WORK TO COMPLETE: Duplicate the entire text on Mike Flautt and Tallahatchie Hunts without changing a word.

Most people are fast asleep in the hours just before dawn, but for Mike “Catfish” Flautt, owner of Tallahatchie Hunts in Swan Lake, Mississippi, his day begins with a ride across his sprawling 8,000-acre plot of premium Delta hunting grounds in the heart of the Mississippi Flyway.

“My favorite part is when I’m out in the morning,” Flautt says. “I don’t hunt anymore, but I scout. I’m out at first light, and it takes me about three hours to ride through the property. We probably have 75 to 80 different spots to hunt on, so I try to scout and keep an inventory of the duck population every day. It’s really something to see when you’re out riding in the morning.”
From massive whitetail bucks to ducks, geese, wild turkeys and beavers splashing around in the water, the grounds of Tallahatchie Hunts, where the Coldwater, Yocona and Tallahatchie rivers converge, are an outdoors enthusiast’s playground.
“I’ve got really good binoculars, so I know where about five or six eagles’ nests are around here,” Flautt says. “And of course we have thousands and thousands of ducks every year. After I finish scouting, I come back in, and we have a big breakfast where all the hunters come up to my house. This morning I’ve got hunters from Phoenix, Tulsa, South Africa, Trinidad and some from California — you never know who’s going to come in here. I love meeting all the different people that come through my kitchen.”

Humble Beginnings

The son of a catfish farmer, Flautt grew up hunting, farming and playing basketball. He graduated from Delta Academy in 1971, then went on to Millsaps College in Jackson, where he played basketball and earned a Bachelor of Business Administration degree in 1975 with an emphasis in accounting and economics.
He continued his education at Vanderbilt University in Nashville, where he received a master’s degree in business administration in 1977, before returning home to Swan Lake to pursue a career in cotton farming.

EXCERPTED RECORDS:
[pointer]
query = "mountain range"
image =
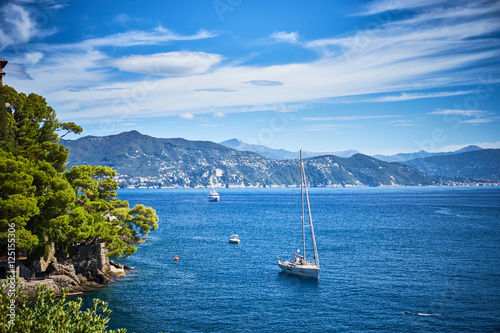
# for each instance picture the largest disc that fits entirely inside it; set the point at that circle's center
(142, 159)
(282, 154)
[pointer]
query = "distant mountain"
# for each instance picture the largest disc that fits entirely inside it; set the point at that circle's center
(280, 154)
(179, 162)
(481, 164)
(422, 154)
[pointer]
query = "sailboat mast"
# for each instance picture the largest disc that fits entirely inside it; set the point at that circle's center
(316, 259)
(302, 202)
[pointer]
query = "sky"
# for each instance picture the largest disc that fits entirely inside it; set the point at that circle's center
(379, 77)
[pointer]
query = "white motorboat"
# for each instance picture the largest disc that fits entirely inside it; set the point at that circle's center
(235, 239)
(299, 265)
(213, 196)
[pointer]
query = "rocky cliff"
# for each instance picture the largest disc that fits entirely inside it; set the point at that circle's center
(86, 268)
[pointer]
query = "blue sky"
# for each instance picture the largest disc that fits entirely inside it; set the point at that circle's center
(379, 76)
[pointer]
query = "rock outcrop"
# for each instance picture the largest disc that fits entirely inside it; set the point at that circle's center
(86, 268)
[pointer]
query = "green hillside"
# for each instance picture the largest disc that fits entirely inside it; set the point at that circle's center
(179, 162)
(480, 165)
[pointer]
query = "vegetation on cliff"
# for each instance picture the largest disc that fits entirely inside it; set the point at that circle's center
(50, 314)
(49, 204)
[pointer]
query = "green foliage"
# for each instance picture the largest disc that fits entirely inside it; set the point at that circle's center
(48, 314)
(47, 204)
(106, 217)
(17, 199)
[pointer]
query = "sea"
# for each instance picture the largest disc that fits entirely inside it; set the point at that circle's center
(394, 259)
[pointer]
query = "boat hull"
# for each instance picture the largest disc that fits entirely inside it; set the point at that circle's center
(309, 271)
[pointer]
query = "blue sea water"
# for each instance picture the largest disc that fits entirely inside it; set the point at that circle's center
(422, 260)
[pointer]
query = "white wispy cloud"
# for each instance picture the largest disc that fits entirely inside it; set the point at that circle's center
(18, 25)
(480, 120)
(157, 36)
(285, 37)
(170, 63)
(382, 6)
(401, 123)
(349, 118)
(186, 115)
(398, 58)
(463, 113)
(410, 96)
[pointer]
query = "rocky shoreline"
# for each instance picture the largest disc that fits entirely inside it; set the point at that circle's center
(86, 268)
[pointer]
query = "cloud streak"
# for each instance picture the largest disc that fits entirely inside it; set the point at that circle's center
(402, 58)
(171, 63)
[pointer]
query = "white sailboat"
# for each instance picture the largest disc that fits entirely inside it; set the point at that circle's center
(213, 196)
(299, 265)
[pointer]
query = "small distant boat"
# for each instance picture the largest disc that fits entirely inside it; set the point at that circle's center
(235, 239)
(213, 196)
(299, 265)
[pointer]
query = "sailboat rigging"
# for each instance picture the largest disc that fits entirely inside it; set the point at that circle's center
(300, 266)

==

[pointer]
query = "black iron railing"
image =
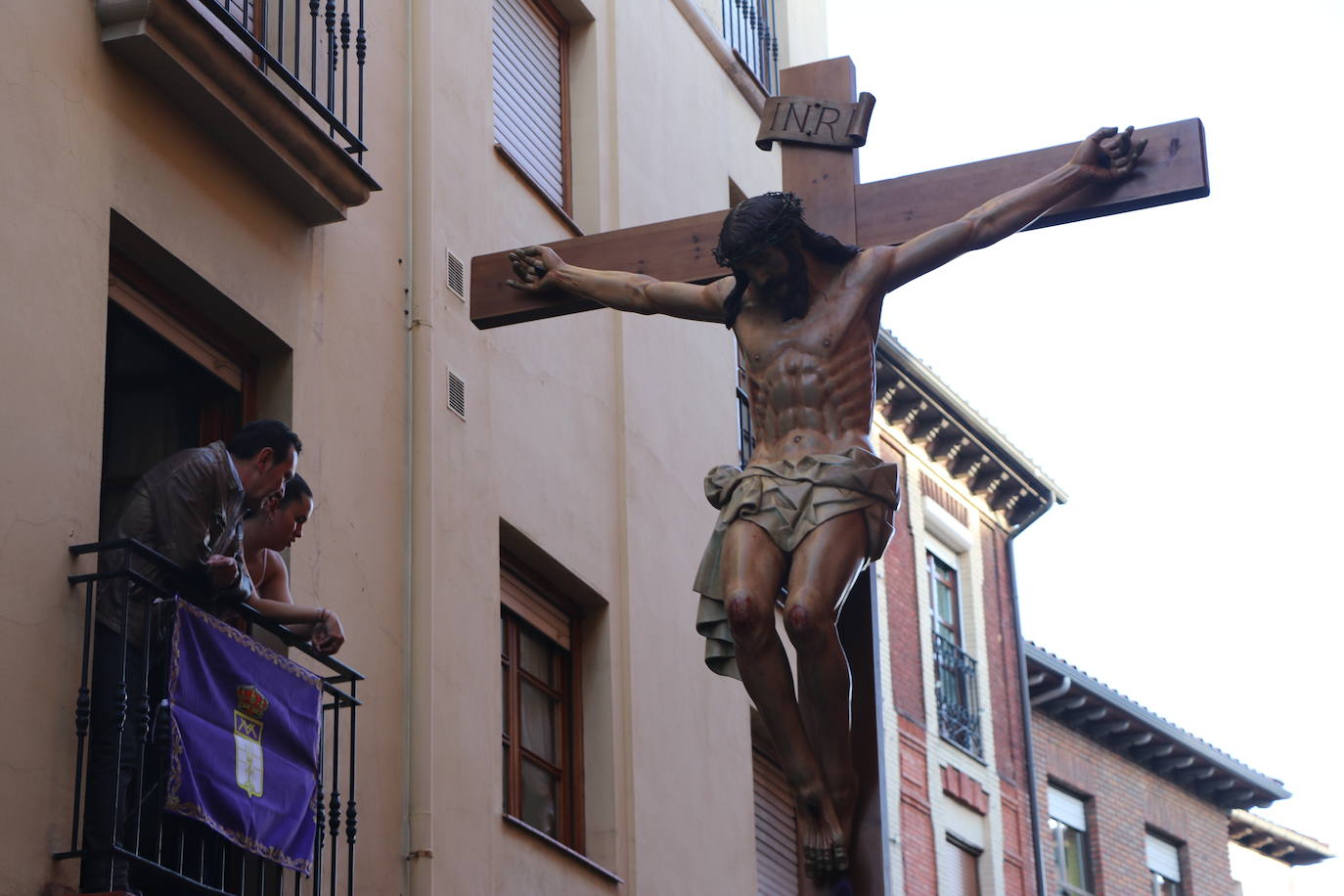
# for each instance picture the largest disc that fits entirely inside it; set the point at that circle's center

* * *

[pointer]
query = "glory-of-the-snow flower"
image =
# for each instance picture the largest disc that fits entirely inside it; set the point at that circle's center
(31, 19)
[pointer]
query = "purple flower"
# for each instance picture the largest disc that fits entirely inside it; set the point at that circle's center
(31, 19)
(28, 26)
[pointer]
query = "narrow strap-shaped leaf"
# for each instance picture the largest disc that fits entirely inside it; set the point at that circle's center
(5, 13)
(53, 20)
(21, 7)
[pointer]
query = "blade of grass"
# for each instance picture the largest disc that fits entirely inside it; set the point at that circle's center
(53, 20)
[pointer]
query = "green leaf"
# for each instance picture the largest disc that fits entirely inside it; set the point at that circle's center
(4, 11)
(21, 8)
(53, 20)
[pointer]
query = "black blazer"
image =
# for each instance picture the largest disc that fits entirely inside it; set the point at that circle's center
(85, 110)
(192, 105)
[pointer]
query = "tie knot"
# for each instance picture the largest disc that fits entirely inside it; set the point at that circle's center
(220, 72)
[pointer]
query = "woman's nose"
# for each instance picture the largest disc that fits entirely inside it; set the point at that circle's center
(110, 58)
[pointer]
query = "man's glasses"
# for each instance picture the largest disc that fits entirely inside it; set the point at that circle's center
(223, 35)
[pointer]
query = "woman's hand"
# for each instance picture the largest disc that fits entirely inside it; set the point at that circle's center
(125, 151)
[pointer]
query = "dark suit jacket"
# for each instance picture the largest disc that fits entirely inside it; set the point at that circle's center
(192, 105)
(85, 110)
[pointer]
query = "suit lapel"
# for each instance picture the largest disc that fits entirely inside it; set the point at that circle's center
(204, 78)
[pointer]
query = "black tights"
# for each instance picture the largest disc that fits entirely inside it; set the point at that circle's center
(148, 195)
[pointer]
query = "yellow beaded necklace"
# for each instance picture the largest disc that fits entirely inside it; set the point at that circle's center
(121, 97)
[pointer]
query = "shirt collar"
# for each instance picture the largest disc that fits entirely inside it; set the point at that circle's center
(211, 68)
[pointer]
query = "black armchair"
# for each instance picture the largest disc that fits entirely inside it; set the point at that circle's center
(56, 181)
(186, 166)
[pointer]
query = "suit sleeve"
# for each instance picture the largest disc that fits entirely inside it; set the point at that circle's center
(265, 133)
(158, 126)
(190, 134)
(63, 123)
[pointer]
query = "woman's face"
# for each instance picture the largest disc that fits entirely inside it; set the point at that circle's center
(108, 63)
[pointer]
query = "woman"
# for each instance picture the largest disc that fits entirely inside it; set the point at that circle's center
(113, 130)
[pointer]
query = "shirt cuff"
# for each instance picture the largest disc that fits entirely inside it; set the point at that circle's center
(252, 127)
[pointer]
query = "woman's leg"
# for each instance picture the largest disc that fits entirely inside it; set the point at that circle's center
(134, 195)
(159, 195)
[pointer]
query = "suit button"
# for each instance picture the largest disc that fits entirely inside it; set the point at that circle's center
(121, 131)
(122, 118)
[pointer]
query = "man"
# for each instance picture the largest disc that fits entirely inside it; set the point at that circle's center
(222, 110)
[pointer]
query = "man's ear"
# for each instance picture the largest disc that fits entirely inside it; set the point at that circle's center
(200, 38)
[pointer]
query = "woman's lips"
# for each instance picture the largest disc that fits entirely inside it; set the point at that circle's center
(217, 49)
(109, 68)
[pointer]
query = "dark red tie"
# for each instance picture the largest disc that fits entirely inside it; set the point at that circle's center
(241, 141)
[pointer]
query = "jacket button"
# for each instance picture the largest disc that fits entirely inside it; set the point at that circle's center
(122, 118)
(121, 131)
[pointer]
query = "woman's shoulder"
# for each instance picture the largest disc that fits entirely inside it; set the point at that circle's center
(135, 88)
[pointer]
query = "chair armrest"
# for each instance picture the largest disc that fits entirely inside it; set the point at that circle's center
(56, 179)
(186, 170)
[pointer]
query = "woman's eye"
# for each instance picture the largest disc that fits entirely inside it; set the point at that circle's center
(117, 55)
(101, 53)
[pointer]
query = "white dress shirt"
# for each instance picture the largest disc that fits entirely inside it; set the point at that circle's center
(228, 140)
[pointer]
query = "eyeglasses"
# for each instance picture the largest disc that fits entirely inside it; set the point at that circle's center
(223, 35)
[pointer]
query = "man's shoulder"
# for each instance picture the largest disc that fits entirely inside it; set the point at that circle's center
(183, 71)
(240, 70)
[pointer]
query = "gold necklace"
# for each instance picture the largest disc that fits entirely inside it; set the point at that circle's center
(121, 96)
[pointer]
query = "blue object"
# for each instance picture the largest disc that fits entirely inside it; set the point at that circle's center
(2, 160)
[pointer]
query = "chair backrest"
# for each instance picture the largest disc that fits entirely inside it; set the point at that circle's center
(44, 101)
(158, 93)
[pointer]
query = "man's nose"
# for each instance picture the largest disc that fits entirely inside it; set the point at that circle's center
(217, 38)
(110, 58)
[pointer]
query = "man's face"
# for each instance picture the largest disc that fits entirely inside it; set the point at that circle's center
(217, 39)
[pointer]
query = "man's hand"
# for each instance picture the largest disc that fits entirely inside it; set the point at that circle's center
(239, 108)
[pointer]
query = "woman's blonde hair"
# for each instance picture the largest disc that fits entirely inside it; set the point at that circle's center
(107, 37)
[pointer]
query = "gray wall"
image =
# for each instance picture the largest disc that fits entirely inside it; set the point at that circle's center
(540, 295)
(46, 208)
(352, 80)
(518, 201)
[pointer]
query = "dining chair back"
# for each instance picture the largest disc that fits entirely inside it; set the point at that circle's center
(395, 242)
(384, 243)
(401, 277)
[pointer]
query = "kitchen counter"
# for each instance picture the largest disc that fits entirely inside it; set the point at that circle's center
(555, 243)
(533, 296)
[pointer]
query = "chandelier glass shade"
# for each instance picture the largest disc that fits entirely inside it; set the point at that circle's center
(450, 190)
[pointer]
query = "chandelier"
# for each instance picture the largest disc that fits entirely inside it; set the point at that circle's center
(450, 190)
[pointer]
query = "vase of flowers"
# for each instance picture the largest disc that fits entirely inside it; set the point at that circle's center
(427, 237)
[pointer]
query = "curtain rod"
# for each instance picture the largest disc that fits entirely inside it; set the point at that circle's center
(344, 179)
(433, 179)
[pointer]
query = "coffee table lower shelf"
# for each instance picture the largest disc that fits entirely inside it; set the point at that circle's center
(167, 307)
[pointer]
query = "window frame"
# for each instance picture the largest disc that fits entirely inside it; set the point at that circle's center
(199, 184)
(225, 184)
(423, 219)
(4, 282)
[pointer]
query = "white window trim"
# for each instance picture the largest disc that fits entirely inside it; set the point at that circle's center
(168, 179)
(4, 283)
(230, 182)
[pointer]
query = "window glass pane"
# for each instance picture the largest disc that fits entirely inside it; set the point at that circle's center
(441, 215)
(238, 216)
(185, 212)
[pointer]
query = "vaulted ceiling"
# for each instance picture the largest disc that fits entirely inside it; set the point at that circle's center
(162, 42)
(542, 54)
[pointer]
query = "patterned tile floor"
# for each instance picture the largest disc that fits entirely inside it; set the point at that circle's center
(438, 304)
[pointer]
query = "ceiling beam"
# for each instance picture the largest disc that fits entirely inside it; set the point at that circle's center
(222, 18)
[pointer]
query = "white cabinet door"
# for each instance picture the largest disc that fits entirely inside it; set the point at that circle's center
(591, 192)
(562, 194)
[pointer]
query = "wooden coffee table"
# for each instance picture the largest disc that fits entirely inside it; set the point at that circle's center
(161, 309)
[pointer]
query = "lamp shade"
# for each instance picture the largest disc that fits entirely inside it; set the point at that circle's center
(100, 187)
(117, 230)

EXERCISE RESULT:
Most people are fast asleep in the hours just before dawn, but for Mike “Catfish” Flautt, owner of Tallahatchie Hunts in Swan Lake, Mississippi, his day begins with a ride across his sprawling 8,000-acre plot of premium Delta hunting grounds in the heart of the Mississippi Flyway.

“My favorite part is when I’m out in the morning,” Flautt says. “I don’t hunt anymore, but I scout. I’m out at first light, and it takes me about three hours to ride through the property. We probably have 75 to 80 different spots to hunt on, so I try to scout and keep an inventory of the duck population every day. It’s really something to see when you’re out riding in the morning.”
From massive whitetail bucks to ducks, geese, wild turkeys and beavers splashing around in the water, the grounds of Tallahatchie Hunts, where the Coldwater, Yocona and Tallahatchie rivers converge, are an outdoors enthusiast’s playground.
“I’ve got really good binoculars, so I know where about five or six eagles’ nests are around here,” Flautt says. “And of course we have thousands and thousands of ducks every year. After I finish scouting, I come back in, and we have a big breakfast where all the hunters come up to my house. This morning I’ve got hunters from Phoenix, Tulsa, South Africa, Trinidad and some from California — you never know who’s going to come in here. I love meeting all the different people that come through my kitchen.”

Humble Beginnings

The son of a catfish farmer, Flautt grew up hunting, farming and playing basketball. He graduated from Delta Academy in 1971, then went on to Millsaps College in Jackson, where he played basketball and earned a Bachelor of Business Administration degree in 1975 with an emphasis in accounting and economics.
He continued his education at Vanderbilt University in Nashville, where he received a master’s degree in business administration in 1977, before returning home to Swan Lake to pursue a career in cotton farming.